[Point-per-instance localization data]

=====

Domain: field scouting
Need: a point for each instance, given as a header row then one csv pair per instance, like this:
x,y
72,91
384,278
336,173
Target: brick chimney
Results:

=====

I'd like the records returned exactly as they were written, please.

-- EXERCISE OUTPUT --
Domain: field scouting
Need: a point for each instance, given as a header row then one csv pair per instance, like this:
x,y
72,91
384,278
336,173
Target: brick chimney
Results:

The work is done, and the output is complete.